- O QUE FAZER:
1. De acordo com o trecho sobre a IFF e a Mata Atlântica, há quanto tempo começou o envolvimento da IFF com o Brasil?
2. Dê prosseguimento ao trecho sobre a IFF e a Mata Atlântica a partir da última frase apresentada.

- TRECHO DO DOCUMENTO:

-.-.-

Charles Bouez, vice-presidente sênior de R&D da IFF Scent, destacou as perspectivas em pesquisas em florestas e na Mata Atlântica.
“Nós entendemos que muitas plantas têm um grande potencial em extratos para perfumes e outros usos. Desenvolvemos muitas pesquisas sobre isso e acreditamos que era necessário trazer um parceiro muito forte para trabalhar conosco dentro da floresta”, disse o executivo da IFF na mesma entrevista.
Segundo ele, a parceria marca um novo capítulo de envolvimento da IFF com o Brasil, cujo início aconteceu há quase 75 anos.
Bouez fala com conhecimento de causa do potencial de negócios aliado à preservação da natureza no Brasil. O executivo foi anteriormente vice-presidente de Pesquisa Avançada da L’Oréal Americas, o que envolveu liderar o Centro de Pesquisa & Inovação da gigante francesa de cosméticos na Ilha do Fundão, no Rio de Janeiro, um de seus principais laboratórios de R&D do mundo.

-.-.-

- MATERIAL FORNECIDO:
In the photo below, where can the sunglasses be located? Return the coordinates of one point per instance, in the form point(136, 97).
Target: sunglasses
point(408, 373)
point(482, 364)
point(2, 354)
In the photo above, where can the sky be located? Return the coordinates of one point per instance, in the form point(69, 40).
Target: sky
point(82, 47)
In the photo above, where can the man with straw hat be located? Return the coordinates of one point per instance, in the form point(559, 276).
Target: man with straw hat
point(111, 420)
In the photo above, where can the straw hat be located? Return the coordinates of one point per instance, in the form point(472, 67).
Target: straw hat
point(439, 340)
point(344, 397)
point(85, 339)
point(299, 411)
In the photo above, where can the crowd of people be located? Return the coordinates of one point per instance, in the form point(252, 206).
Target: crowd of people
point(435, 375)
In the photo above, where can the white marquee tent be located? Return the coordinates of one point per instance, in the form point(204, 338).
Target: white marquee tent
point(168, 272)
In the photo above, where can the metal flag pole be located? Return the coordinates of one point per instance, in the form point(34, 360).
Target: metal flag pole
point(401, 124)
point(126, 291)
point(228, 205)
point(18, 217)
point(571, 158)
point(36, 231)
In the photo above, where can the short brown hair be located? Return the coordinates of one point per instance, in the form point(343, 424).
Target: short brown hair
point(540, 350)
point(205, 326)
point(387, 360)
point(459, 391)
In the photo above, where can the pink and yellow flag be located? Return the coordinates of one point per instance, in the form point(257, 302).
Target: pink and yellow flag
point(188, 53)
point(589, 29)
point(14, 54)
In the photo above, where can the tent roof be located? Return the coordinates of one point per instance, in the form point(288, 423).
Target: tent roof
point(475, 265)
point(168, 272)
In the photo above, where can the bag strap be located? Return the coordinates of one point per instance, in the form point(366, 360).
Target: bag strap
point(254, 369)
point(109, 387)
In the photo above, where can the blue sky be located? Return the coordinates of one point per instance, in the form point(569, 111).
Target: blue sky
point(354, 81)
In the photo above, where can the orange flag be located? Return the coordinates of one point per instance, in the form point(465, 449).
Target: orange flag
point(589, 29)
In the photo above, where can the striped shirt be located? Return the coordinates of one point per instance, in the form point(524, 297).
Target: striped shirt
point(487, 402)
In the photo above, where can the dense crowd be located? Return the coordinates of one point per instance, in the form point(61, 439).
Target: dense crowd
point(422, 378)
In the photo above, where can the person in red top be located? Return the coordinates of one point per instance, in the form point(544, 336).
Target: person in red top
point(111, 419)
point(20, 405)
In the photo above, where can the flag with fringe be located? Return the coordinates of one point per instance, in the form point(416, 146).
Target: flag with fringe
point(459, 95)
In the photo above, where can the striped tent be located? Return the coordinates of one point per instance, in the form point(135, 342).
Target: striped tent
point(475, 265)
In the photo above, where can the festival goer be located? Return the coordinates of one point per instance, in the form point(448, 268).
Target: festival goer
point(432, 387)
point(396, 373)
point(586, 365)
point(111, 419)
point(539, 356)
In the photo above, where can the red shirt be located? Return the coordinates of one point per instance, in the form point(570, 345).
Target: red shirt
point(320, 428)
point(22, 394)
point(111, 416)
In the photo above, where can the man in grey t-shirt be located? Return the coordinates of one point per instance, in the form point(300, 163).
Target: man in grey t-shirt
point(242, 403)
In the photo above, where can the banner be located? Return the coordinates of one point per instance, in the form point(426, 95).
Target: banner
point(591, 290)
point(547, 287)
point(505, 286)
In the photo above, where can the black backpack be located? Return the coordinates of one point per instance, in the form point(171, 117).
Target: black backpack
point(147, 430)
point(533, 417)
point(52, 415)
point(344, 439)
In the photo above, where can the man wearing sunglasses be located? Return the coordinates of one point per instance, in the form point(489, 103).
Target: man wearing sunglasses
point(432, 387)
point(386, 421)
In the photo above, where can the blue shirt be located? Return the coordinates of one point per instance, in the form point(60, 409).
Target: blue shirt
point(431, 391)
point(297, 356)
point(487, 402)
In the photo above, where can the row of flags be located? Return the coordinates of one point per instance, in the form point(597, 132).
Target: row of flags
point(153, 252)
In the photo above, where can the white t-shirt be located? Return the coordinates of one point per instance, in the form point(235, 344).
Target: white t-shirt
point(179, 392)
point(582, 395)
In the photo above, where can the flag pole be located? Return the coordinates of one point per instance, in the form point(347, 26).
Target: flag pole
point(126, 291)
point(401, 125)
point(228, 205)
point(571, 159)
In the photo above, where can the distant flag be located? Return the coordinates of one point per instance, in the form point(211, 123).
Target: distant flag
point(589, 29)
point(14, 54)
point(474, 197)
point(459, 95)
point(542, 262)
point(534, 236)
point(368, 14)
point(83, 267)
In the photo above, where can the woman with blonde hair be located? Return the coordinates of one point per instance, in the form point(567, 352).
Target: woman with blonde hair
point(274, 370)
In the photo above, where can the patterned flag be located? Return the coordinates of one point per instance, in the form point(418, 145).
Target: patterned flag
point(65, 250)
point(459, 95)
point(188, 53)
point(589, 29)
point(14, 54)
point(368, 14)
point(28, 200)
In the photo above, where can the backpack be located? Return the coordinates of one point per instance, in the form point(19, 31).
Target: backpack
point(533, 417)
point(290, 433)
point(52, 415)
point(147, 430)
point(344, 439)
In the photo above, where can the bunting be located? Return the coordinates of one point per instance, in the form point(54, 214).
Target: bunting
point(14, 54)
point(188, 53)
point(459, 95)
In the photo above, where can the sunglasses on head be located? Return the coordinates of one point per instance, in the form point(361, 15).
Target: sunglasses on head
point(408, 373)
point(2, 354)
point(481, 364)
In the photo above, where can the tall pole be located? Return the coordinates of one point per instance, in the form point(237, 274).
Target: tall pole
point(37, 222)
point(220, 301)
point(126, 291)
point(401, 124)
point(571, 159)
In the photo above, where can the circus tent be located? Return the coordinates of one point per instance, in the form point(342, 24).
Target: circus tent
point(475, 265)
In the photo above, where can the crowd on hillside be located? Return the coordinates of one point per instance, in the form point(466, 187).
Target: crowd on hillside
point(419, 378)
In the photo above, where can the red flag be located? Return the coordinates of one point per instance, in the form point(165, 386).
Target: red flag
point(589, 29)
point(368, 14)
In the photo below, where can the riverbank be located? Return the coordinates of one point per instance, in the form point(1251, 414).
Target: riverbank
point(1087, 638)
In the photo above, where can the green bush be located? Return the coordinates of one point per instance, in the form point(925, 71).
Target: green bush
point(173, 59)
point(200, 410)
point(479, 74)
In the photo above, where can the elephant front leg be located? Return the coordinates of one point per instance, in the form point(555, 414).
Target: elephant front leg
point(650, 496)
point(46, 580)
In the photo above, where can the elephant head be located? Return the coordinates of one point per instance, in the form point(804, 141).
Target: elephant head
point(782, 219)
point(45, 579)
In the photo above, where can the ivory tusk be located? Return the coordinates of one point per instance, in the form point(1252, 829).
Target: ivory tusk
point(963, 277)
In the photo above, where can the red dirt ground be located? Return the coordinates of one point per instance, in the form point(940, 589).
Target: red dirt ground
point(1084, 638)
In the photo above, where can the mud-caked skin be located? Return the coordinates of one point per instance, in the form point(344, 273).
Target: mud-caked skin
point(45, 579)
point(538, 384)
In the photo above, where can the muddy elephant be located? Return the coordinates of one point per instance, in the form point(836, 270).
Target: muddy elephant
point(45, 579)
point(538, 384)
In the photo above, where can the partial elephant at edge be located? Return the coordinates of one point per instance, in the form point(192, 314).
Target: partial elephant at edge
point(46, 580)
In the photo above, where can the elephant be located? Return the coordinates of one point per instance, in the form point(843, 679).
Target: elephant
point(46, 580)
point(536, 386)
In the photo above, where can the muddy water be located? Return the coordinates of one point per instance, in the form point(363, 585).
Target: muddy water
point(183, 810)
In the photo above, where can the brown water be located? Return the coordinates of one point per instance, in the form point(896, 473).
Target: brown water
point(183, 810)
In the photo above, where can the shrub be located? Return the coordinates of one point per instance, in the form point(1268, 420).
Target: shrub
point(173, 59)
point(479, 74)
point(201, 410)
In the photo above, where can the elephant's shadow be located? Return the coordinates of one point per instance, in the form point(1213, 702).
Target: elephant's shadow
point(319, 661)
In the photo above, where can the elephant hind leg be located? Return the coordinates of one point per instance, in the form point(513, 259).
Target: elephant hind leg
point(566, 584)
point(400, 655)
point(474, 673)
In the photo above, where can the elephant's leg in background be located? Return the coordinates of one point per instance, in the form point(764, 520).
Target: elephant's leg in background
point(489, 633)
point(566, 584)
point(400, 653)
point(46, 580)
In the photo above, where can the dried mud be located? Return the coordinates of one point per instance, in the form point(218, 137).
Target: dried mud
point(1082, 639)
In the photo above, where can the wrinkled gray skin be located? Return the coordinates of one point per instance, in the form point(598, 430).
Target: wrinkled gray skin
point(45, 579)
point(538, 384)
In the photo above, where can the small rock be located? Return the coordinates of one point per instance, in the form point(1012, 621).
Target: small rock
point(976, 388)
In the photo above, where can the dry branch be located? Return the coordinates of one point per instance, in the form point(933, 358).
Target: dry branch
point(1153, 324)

-.-.-

- RESPOSTAS ESPERADAS:
1. Há quase 75 anos.

2.
Segundo os executivos, o projeto pretende beneficiar comunidades locais com programas voltados à orientação técnica sobre as melhores práticas de conservação e cultivo de plantas nativas com potencial para se tornarem os próximos ingredientes da indústria - com consequente geração de renda de forma sustentável.
A instalação de um laboratório dentro da reserva permitirá que a pesquisa com conexão internacional seja realizada ao longo do ano, nos diferentes ciclos da flora local, segundo Bouez. Essa é, aliás, uma das características que tornam a parceria um projeto “único”, disseram.
“Quanto mais avançarmos, mais voltaremos a mobilizar recursos e a recorrer à profunda expertise do Laboratório Monique Rémy”, disse o executivo da IFF citando o centro de pesquisa que é referência mundial na indústria de perfumaria, em Grasse, na França, e que leva o nome de sua fundadora.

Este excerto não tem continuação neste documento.